*REQUIRED TASK:* Find the line that contains "out the power". Output it and every line after it to the end of the records, exactly as they appear.

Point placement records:
_ _ _

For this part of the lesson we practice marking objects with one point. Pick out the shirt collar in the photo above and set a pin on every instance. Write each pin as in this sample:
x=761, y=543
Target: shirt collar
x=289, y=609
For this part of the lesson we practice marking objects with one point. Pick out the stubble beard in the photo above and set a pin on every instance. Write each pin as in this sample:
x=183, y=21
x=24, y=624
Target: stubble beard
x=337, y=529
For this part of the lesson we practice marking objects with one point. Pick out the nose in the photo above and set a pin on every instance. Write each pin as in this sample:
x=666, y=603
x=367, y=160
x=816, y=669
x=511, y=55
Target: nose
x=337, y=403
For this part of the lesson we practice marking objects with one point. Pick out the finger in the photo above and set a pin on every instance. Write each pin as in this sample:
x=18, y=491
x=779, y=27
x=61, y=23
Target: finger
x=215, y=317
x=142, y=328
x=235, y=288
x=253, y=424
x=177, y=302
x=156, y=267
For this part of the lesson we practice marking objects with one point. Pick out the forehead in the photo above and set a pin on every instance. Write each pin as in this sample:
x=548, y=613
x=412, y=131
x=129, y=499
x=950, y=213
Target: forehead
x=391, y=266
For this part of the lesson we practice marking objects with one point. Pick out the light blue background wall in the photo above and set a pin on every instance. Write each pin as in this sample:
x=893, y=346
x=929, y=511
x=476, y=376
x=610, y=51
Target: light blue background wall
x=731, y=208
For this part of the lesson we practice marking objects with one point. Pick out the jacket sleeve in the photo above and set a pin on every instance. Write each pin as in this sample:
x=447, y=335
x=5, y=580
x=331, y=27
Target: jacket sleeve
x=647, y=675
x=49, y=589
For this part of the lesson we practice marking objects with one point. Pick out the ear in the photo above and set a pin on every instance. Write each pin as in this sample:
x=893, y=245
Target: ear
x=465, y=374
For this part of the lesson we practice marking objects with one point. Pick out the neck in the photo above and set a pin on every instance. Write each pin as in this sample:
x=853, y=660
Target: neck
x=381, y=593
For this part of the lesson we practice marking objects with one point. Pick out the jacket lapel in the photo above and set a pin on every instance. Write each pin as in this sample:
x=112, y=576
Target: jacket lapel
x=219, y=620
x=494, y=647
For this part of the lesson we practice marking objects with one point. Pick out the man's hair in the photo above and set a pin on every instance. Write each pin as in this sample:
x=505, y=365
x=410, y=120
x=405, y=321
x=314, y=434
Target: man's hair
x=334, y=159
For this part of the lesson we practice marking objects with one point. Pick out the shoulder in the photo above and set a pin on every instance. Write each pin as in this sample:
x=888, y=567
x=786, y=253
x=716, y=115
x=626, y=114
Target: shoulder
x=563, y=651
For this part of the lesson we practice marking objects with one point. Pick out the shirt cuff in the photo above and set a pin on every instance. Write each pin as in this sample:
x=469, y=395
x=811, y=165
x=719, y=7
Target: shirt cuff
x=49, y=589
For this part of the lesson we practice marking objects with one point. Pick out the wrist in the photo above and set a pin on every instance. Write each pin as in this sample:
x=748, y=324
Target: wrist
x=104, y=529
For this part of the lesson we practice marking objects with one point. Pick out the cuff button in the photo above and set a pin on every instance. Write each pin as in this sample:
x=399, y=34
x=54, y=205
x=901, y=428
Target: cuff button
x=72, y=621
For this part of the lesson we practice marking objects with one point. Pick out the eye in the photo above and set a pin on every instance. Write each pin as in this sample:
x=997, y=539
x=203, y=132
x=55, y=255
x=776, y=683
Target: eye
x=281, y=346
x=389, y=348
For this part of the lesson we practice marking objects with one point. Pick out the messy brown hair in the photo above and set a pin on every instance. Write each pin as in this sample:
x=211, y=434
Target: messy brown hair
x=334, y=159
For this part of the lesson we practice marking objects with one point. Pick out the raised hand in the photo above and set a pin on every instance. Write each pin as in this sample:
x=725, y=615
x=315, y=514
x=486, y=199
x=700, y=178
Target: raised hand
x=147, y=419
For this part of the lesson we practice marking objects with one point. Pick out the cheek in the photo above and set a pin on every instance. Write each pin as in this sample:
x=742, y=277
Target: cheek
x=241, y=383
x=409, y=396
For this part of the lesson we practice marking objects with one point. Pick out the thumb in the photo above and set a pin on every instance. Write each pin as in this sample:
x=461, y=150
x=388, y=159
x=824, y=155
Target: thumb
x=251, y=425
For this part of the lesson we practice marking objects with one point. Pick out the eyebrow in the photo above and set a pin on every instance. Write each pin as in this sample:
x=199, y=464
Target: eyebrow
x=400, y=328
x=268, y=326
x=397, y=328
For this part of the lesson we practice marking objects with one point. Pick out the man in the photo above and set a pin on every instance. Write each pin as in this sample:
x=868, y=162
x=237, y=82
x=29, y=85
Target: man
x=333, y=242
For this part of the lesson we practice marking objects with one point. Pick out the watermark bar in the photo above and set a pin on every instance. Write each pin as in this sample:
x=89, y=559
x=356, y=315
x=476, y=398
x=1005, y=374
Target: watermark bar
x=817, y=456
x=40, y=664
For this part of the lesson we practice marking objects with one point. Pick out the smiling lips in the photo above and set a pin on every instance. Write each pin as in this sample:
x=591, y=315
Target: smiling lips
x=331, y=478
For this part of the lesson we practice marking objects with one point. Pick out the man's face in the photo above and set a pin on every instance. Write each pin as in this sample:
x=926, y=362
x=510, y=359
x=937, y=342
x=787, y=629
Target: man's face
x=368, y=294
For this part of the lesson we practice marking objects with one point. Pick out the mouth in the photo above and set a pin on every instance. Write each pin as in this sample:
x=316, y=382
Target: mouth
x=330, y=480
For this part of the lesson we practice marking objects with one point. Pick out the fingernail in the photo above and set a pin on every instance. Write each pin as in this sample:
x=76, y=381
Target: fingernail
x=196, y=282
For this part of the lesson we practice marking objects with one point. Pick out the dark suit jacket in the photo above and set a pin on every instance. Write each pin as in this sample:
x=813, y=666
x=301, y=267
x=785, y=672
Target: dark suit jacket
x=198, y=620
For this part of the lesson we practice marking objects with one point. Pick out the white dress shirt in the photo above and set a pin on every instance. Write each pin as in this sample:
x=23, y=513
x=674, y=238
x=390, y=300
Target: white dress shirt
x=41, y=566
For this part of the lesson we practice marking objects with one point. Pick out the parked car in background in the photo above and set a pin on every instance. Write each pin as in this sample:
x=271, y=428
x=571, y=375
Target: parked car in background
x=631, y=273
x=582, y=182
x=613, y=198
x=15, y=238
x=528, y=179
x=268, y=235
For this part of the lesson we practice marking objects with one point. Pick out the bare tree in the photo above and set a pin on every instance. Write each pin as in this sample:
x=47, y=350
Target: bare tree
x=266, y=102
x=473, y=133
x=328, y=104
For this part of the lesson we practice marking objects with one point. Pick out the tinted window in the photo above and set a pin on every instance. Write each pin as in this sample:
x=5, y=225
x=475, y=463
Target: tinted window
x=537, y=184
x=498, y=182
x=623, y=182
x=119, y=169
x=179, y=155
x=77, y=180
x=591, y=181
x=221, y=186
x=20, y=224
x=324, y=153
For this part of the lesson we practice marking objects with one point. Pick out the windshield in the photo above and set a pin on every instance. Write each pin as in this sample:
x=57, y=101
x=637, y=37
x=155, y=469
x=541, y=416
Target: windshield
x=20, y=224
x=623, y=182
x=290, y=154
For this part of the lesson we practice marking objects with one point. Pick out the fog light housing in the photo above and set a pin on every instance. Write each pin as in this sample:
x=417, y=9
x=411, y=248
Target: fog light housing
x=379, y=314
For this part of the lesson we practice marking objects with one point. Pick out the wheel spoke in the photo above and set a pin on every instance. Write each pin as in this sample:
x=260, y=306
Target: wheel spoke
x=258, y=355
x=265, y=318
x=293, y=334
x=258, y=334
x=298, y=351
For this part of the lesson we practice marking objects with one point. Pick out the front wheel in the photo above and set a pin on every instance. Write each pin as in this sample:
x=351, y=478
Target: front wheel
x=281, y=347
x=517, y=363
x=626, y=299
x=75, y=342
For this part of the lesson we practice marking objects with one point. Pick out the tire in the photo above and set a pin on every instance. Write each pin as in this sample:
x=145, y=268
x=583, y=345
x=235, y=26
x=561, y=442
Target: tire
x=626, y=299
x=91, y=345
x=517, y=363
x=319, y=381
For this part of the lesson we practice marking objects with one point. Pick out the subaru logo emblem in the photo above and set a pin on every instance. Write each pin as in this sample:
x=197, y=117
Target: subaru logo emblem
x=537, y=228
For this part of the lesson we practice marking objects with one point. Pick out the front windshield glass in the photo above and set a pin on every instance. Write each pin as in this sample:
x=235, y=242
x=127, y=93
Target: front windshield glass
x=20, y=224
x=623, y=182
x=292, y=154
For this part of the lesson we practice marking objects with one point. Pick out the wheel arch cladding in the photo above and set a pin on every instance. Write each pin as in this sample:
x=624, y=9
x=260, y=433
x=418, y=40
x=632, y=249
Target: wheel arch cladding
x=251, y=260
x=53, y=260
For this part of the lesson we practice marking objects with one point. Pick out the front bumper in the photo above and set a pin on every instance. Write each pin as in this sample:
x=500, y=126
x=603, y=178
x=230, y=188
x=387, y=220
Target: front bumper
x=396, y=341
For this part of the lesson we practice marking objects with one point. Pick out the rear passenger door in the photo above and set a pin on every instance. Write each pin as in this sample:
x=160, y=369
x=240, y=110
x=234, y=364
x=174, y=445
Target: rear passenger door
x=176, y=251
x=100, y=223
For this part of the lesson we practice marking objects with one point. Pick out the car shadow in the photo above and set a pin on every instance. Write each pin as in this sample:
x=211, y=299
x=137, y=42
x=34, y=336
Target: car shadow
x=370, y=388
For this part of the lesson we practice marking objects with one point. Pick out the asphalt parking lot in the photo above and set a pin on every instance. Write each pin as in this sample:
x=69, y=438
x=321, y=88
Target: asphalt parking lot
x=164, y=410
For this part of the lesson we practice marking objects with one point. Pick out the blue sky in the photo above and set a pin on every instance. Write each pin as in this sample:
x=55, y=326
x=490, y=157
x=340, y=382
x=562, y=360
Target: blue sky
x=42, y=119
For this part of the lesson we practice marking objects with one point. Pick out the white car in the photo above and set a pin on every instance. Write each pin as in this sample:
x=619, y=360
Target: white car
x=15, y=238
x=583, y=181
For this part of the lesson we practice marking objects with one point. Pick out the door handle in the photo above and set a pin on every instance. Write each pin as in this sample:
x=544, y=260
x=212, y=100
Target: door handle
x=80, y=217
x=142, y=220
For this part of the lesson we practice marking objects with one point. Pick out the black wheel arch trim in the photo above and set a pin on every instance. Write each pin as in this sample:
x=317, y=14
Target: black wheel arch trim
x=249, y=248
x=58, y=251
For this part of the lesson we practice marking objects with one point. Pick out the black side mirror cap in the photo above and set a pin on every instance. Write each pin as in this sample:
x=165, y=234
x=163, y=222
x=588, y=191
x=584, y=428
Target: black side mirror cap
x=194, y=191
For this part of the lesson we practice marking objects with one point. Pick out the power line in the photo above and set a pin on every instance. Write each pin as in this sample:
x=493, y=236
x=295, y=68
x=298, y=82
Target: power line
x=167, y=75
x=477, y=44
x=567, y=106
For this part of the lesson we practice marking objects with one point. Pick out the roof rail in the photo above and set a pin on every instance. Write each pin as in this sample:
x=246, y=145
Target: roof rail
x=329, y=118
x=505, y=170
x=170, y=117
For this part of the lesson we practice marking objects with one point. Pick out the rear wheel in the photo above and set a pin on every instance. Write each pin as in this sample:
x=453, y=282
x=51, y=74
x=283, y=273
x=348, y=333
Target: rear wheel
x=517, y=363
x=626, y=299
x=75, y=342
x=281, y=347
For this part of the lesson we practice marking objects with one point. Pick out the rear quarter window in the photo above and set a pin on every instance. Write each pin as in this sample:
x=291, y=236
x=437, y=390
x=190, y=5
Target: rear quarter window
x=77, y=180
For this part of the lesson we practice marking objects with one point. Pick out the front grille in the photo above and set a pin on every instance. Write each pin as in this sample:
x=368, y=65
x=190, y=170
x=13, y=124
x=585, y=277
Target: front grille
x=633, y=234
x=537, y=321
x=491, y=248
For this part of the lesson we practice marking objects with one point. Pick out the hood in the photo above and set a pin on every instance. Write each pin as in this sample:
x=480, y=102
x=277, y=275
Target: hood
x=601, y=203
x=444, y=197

_ _ _

*OUTPUT FOR THIS TASK:*
For this part of the lesson we practice marking objects with one point. Pick out the power line in the photo above and set a pin on every instance. Write each pin as in this sample:
x=493, y=236
x=295, y=68
x=298, y=82
Target: power line
x=167, y=75
x=477, y=44
x=567, y=106
For this part of the lesson we practice marking objects with one point. Pick out the roof rail in the photo above and set a pin on every instance. Write each pin as in this sample:
x=246, y=145
Target: roof rail
x=329, y=118
x=505, y=170
x=170, y=117
For this part of the lesson we practice marking objects with one point. Pick out the rear wheel in the photo above and set a pin on every instance. Write each pin as in this sample:
x=453, y=282
x=51, y=74
x=283, y=273
x=348, y=333
Target: rear wheel
x=517, y=363
x=626, y=299
x=75, y=342
x=281, y=347
For this part of the lesson we practice marking objects with one point. Pick out the rear quarter window in the photo above and set a pin on every instance. Write each pin as in this sample:
x=291, y=236
x=437, y=390
x=190, y=5
Target: rear quarter window
x=77, y=180
For this part of the lesson we practice marking objects with one point. Pick out the front grille in the photo above and set a pin on every instance. Write each pin as in this sample:
x=368, y=65
x=190, y=170
x=13, y=124
x=585, y=277
Target: front grille
x=633, y=234
x=537, y=321
x=491, y=248
For this part of the lesson we practice marking objects with one point. Pick out the hood in the photo above and set a pin on every instance. Write each pin as in this sample:
x=480, y=102
x=277, y=275
Target: hood
x=601, y=203
x=444, y=197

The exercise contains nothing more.